### [Stated goal]
Convert every line of the records below into a JSON list of strings, one string per line, omitting blank lines.

--- Begin ---

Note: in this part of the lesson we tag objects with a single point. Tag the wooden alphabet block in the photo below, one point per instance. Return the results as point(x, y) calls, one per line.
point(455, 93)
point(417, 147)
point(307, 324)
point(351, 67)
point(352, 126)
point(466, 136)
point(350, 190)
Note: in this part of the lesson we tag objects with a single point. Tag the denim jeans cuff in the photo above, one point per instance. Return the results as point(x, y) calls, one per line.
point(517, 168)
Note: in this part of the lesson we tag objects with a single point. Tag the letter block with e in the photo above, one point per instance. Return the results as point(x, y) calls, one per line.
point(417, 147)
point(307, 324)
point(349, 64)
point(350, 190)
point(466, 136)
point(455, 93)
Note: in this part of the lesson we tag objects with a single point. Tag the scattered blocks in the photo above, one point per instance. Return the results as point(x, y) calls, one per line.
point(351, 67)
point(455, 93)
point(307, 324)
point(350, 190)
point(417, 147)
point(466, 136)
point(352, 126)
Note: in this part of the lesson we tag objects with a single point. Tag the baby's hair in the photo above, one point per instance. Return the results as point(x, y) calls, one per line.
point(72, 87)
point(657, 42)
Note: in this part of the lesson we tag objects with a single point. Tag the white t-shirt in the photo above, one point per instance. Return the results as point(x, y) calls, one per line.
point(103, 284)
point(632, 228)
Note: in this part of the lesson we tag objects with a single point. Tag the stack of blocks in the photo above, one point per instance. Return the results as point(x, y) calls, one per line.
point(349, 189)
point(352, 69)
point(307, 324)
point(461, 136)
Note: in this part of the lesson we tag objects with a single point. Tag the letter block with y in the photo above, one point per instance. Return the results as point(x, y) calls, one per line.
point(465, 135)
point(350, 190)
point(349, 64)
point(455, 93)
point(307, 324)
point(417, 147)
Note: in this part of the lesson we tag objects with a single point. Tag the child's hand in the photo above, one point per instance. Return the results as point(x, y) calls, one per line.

--- End ---

### [Correct response]
[
  "Note: in this part of the lesson we tag objects with a single point. Tag the wooden alphabet block in the photo below, one point per instance. Return the results as point(x, y) calls, one per line.",
  "point(455, 93)",
  "point(417, 147)",
  "point(307, 324)",
  "point(351, 67)",
  "point(352, 126)",
  "point(466, 136)",
  "point(350, 190)",
  "Note: in this part of the lesson we tag objects with a single point. Tag the denim jeans cuff in the photo above, one point per instance. Return the results as point(x, y) calls, one per line.",
  "point(517, 168)",
  "Note: in this part of the lesson we tag objects with a single point. Tag the letter block with e in the photo above, one point per instance. Return the results as point(x, y) calls, one per line.",
  "point(417, 147)",
  "point(307, 324)",
  "point(349, 64)",
  "point(350, 190)",
  "point(466, 136)",
  "point(455, 93)",
  "Note: in this part of the lesson we tag objects with a single point. Tag the scattered blocks in the photo above, one point per instance. Return the results as point(x, y) calls, one per line.",
  "point(351, 67)",
  "point(455, 93)",
  "point(307, 324)",
  "point(350, 190)",
  "point(417, 147)",
  "point(466, 136)",
  "point(352, 126)",
  "Note: in this part of the lesson we tag objects with a single point. Tag the baby's hair in the photo above, one point per instance. Return the results as point(x, y) calls, one per line.",
  "point(72, 87)",
  "point(657, 42)",
  "Note: in this part of the lesson we tag objects with a single point. Tag the white t-shirt in the photo above, one point per instance. Return the results as point(x, y) calls, one per line.",
  "point(103, 284)",
  "point(632, 228)",
  "Note: in this part of the lesson we tag objects with a single point. Tag the stack of blocks in the photo above, one point per instance. Return the results as point(x, y) calls, one per line.",
  "point(349, 189)",
  "point(352, 69)",
  "point(307, 324)",
  "point(461, 136)",
  "Note: in this part of the lesson we tag objects with a single point. Tag the letter block with y in the photo above, one point per instance. Return the results as point(x, y) calls, one per line.",
  "point(465, 135)",
  "point(350, 190)",
  "point(349, 64)",
  "point(455, 93)",
  "point(307, 324)",
  "point(417, 147)",
  "Note: in this part of the lesson we tag objects with a single point. Tag the child's hand in the photo above, one point per instance. Return the results as point(x, y) calls, one per line."
]